◆ **Instrucciones**:
• 1. En el texto sobre las demoras en los trámites, ¿con qué personaje se compara la duda de entrar o no por Infanta?
• 2. Reproduce sin cambios el pasaje del texto sobre las demoras en los trámites que abarca todo lo que va desde "Cerca del oído, un" hasta "mal, llamado Infanta.".

◆ **Texto fuente**:
..............................

Tales actitudes morosas provocan la repulsión hacia las oficinas cómplices de la demora, lugares donde la espera nace, crece, se reproduce y muere… Pues allí se engendran especímenes de parsimonia, carencia de educación, equivocaciones, dejadez, prolongaciones inauditas. Sirven de cimiento al mal humor, al embrollo, al trastrueque.   

  Después de contar hasta diez y hasta cien y hasta…, la paciencia se recuesta al límite, lo vacila y lo salta; así, desde el mismo borde, nacen los insultos y comentarios sobre los archiconocidos trámites. Pero el asunto muestra otras caras, el problema no radica únicamente en las demoras, sino en algunos entresijos que emanan de la cuestión de marras. Por ejemplo, no conozco dónde y cuándo asomó la frase “entrar por Infanta”, pero creí escuchar que si ingresas por ahí, todo es más fácil, más veloz…

  Cerca del oído, un señor me aseguró que cuando sostiene una solvencia monetaria y habita cierta comodidad en su bolsillo, ha optado por esa vía, incluso habló de tarifas y niveles de acceso. Otra, experta en asuntos similares, confesó que la demora no tiene justificación y brota de manera voluntaria, a propio intento para tentarnos a la sumersión en ese mar o en ese mal, llamado Infanta.   

  ¿Entraré o no entraré?, la duda comienza a golpearnos, como a Hamlet, y con las mismas dosis dislocadas del personaje shakesperiano. Entonces, transformamos el cerebro en esa calculadora de la vida presta para sacar las cuentas a corto y largo plazo, y así despejar la incertidumbre.

  Pobre de aquellos carentes de aptitudes para el negocio, quienes no conocen los cayos, ni “la Benny”, ni las boutiques ni… Para el trabajador honesto la puerta de Infanta es muy estrecha, mas, debe condimentar su desamparo con una espera interminable, con  “recondenaciones” capaces de disparar la presión arterial; y para no estallar suelen apretarse las mandíbulas, la de arriba contra la de abajo, mientras las orejas se encienden al rojo vivo.

..............................

◆ **Ítems**:
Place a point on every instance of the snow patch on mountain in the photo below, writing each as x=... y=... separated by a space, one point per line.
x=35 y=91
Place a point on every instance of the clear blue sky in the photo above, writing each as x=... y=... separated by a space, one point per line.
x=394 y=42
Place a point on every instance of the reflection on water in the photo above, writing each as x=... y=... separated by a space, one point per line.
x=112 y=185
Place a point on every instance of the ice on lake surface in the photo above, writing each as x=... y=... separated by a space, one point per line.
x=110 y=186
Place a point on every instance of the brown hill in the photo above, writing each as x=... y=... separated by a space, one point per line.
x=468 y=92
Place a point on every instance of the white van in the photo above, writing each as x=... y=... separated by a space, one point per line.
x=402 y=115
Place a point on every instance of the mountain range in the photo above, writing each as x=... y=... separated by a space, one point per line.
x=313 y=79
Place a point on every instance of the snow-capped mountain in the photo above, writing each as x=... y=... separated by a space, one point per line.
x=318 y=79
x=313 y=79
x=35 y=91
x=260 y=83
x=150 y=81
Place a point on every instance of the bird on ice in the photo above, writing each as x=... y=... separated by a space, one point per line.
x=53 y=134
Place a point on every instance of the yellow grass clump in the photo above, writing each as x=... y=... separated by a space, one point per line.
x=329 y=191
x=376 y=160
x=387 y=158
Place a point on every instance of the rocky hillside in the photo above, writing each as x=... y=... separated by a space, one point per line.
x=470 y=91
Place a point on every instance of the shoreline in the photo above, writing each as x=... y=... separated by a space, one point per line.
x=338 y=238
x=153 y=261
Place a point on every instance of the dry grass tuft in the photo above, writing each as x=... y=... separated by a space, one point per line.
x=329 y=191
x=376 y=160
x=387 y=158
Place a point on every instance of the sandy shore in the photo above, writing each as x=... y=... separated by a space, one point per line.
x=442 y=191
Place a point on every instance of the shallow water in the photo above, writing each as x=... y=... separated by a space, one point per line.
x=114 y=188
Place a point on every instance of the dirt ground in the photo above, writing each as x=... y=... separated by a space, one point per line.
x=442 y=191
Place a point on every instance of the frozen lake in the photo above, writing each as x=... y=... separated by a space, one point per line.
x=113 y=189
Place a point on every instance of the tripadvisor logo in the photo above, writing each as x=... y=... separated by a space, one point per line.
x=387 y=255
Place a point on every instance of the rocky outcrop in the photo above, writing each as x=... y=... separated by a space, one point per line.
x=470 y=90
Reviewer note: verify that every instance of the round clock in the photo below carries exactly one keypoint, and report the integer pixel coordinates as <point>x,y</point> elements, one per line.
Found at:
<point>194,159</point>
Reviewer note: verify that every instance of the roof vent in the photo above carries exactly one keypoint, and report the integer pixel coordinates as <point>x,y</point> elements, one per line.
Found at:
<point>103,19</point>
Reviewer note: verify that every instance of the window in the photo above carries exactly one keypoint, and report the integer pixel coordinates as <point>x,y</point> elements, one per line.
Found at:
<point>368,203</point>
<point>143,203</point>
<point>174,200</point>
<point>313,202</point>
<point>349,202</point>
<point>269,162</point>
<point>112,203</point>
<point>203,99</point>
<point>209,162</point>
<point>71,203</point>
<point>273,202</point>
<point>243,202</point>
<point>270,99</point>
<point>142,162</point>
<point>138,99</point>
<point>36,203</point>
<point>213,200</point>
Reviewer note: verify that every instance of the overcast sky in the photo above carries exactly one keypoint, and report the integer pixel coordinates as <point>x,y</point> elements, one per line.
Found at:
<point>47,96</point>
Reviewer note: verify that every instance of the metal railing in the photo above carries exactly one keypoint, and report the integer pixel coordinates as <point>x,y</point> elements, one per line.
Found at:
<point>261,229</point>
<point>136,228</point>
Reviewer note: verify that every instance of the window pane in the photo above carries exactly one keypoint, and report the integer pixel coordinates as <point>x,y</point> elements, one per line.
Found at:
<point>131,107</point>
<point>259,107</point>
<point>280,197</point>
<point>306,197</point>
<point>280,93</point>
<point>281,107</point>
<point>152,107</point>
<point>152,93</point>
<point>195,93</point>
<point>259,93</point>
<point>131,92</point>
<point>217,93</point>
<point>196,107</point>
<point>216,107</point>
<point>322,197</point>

..............................

◆ **Respuestas**:
• 1. Con Hamlet.

• 2.
Cerca del oído, un señor me aseguró que cuando sostiene una solvencia monetaria y habita cierta comodidad en su bolsillo, ha optado por esa vía, incluso habló de tarifas y niveles de acceso. Otra, experta en asuntos similares, confesó que la demora no tiene justificación y brota de manera voluntaria, a propio intento para tentarnos a la sumersión en ese mar o en ese mal, llamado Infanta.